■ **Exercise**:
Can you give the items from the line with "Can you find the farm" up to and including the line with "[[487, 163], [416, 166], [529, 165]]" again, changing "photo" to "image" everywhere and leaving all else unchanged? Omit the pictures from your answer.

■ **Data entries**:

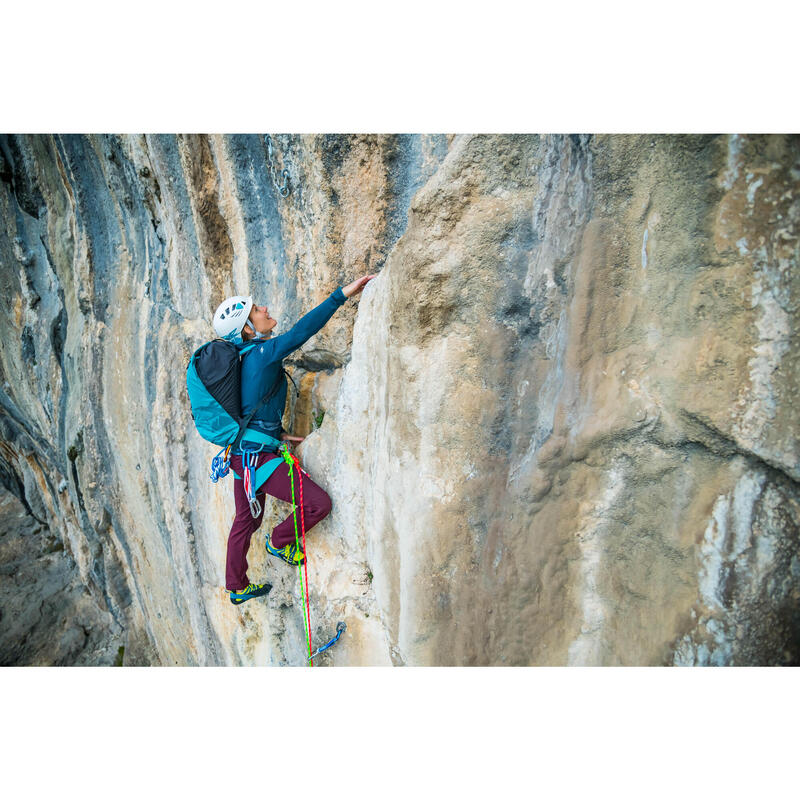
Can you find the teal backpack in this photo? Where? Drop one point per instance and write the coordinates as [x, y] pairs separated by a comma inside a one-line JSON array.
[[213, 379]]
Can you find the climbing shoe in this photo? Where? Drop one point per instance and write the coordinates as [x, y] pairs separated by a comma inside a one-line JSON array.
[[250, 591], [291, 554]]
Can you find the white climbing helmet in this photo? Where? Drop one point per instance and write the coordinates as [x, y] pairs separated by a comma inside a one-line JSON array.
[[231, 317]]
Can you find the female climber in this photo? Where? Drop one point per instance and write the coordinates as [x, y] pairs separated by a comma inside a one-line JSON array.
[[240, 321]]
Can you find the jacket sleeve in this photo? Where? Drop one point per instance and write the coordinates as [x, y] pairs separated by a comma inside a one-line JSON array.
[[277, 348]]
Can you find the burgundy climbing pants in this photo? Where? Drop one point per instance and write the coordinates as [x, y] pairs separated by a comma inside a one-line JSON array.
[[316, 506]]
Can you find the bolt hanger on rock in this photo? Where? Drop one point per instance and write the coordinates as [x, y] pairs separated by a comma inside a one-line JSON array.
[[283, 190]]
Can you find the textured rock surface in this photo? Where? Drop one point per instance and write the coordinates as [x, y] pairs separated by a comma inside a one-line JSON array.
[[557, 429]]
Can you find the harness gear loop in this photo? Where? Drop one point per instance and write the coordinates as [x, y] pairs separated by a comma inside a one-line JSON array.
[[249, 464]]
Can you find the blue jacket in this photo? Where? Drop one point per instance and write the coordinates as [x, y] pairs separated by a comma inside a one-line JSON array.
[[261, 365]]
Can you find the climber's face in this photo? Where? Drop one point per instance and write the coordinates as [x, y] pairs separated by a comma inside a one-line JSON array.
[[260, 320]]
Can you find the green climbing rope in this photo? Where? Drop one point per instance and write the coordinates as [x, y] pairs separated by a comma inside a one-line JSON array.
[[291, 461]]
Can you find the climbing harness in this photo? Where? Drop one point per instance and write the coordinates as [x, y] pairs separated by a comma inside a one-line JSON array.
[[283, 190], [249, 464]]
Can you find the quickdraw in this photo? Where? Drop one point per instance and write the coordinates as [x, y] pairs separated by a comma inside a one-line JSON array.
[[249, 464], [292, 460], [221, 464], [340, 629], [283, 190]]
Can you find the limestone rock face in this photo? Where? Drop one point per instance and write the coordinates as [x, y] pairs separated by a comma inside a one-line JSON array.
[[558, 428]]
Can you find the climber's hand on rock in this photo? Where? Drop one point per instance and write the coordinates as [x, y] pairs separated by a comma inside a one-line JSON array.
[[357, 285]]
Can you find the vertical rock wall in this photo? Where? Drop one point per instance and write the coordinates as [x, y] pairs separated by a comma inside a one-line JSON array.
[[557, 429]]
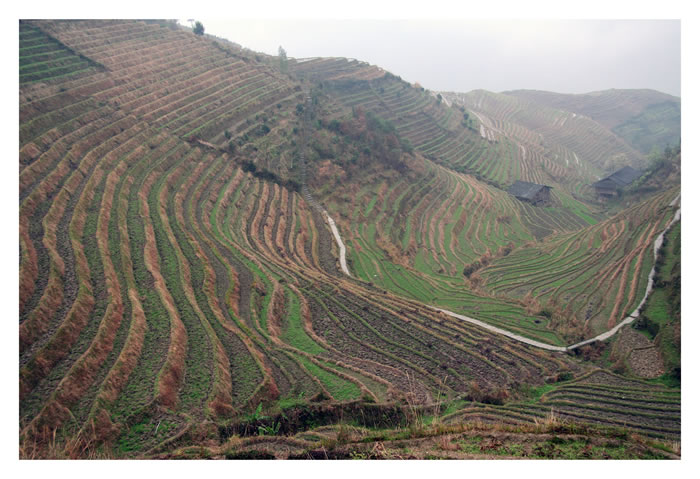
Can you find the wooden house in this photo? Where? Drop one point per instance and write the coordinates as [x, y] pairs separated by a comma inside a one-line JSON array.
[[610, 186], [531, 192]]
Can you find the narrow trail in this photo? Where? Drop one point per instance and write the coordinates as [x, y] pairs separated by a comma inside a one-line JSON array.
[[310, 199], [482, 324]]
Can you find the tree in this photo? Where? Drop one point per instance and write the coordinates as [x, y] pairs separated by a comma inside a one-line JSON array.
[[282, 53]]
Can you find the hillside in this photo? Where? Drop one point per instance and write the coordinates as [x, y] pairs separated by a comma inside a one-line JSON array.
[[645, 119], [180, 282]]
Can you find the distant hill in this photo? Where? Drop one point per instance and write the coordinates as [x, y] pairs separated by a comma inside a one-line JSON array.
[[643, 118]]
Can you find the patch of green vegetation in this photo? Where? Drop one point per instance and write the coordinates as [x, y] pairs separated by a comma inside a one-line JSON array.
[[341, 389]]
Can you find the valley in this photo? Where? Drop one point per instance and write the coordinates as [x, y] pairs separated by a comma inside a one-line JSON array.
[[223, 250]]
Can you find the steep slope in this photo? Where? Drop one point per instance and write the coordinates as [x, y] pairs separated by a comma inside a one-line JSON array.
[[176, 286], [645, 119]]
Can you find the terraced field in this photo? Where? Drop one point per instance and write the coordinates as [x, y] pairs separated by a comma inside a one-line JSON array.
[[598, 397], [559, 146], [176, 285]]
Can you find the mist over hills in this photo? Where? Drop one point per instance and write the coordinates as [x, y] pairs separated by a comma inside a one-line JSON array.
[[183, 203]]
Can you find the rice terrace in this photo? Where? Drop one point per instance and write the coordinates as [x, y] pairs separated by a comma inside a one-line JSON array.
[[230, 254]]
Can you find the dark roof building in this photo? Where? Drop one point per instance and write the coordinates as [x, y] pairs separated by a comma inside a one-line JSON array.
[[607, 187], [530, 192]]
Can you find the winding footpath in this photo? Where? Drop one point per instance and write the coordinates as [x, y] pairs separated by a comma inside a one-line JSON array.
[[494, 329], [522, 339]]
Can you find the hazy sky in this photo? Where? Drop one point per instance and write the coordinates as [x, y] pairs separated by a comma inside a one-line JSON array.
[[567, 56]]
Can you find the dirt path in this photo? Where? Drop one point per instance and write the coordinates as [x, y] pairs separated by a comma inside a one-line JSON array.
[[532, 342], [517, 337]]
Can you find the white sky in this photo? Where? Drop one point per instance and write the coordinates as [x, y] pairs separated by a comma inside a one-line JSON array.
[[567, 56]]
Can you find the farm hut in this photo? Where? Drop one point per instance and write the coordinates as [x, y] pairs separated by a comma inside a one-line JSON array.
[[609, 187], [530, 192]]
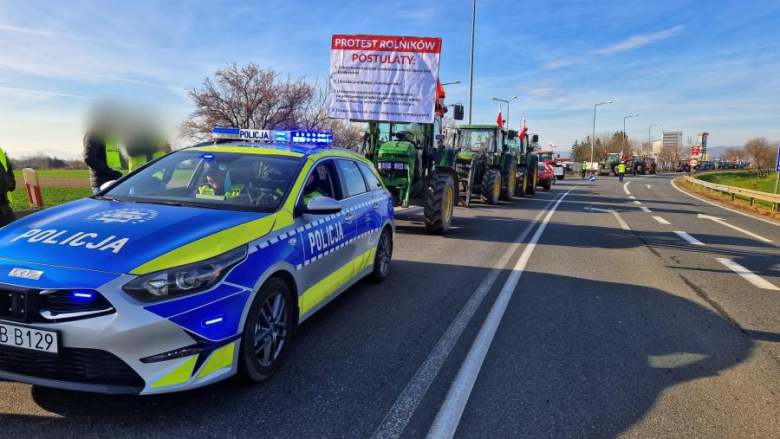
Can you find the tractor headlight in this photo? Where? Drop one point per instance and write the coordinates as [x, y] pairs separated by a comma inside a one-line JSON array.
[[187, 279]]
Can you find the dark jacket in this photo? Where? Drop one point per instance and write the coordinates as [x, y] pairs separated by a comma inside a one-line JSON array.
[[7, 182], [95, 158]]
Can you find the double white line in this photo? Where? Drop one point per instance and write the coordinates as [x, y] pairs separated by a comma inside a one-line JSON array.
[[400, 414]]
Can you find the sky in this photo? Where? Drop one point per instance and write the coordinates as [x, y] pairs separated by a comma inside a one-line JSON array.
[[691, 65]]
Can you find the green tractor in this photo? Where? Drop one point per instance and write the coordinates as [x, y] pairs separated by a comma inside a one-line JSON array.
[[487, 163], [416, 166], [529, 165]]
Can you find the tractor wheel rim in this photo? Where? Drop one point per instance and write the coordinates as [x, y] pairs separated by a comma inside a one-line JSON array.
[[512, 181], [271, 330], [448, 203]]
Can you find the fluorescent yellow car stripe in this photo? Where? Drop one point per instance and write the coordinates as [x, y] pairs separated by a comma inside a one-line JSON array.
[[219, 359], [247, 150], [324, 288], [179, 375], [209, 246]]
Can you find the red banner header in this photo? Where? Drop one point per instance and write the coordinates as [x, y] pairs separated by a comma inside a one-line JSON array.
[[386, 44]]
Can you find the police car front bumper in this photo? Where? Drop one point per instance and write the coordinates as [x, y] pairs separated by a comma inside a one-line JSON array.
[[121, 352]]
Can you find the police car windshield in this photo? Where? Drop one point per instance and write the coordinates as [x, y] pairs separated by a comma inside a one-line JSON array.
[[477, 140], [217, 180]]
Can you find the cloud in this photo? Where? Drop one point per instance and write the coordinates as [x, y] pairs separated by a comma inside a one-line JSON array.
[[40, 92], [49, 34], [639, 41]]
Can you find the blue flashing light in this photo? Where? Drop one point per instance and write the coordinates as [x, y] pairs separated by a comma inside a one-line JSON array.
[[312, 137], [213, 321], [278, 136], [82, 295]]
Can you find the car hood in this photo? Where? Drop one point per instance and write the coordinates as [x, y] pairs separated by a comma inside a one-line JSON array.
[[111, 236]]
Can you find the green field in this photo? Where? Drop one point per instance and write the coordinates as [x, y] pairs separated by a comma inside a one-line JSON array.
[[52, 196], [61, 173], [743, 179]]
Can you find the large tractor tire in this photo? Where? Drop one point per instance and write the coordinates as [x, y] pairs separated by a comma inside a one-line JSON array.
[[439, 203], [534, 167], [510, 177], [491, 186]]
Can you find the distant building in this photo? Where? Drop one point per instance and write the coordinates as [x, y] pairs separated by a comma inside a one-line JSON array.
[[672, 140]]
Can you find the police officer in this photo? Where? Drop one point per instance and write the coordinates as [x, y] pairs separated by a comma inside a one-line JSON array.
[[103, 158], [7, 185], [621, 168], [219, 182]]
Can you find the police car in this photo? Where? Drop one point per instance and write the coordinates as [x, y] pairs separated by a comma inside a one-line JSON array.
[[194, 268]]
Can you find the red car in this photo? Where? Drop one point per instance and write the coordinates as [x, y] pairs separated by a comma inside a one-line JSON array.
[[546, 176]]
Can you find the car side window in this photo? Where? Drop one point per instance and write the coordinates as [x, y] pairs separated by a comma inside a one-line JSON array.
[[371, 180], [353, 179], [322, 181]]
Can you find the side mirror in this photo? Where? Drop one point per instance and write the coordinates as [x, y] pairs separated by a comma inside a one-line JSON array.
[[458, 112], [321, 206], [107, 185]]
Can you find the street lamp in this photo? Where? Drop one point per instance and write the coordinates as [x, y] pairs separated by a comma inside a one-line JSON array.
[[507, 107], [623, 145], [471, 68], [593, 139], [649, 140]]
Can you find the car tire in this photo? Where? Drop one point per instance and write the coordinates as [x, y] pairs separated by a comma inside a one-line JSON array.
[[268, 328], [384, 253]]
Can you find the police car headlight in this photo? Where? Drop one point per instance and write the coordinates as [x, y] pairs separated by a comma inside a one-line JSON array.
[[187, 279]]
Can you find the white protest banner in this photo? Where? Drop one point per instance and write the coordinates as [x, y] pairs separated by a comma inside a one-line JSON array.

■ **Exercise output**:
Can you find the farm hut in this image? Where? Drop one point per instance and write the coordinates as [x, y] pairs separated by a comma inside a one-line JSON array.
[[609, 187], [530, 192]]
Can you find the tractor headlight in this image? Where? Drop one point per instance and write the coordinates as [x, y] pairs separated by a comma inside a one-line JSON array.
[[187, 279]]
Can you find the dark jacket in this image? Where? Drop one point per instance and write the coordinates as [x, y] pairs separated by a comma inside a one-line JSON array.
[[7, 182], [95, 158]]
Can you find the double white line in this image? Where? Drop one point per instance and write the coordinates as [x, y] pairs separated by a comma inside a one-line JSON array.
[[400, 414]]
Can you find the sky in this image? Where? Drop one point per instance and write the coordinates as [x, y] pairs separated by a comma inside a one-line JSON array.
[[691, 65]]
Can you find the green tractor in this image? Where? Drop one point per instance and write the coordinates as [x, y] pairs separated by a comma inside a one-line JSON array.
[[487, 163], [416, 166], [529, 165]]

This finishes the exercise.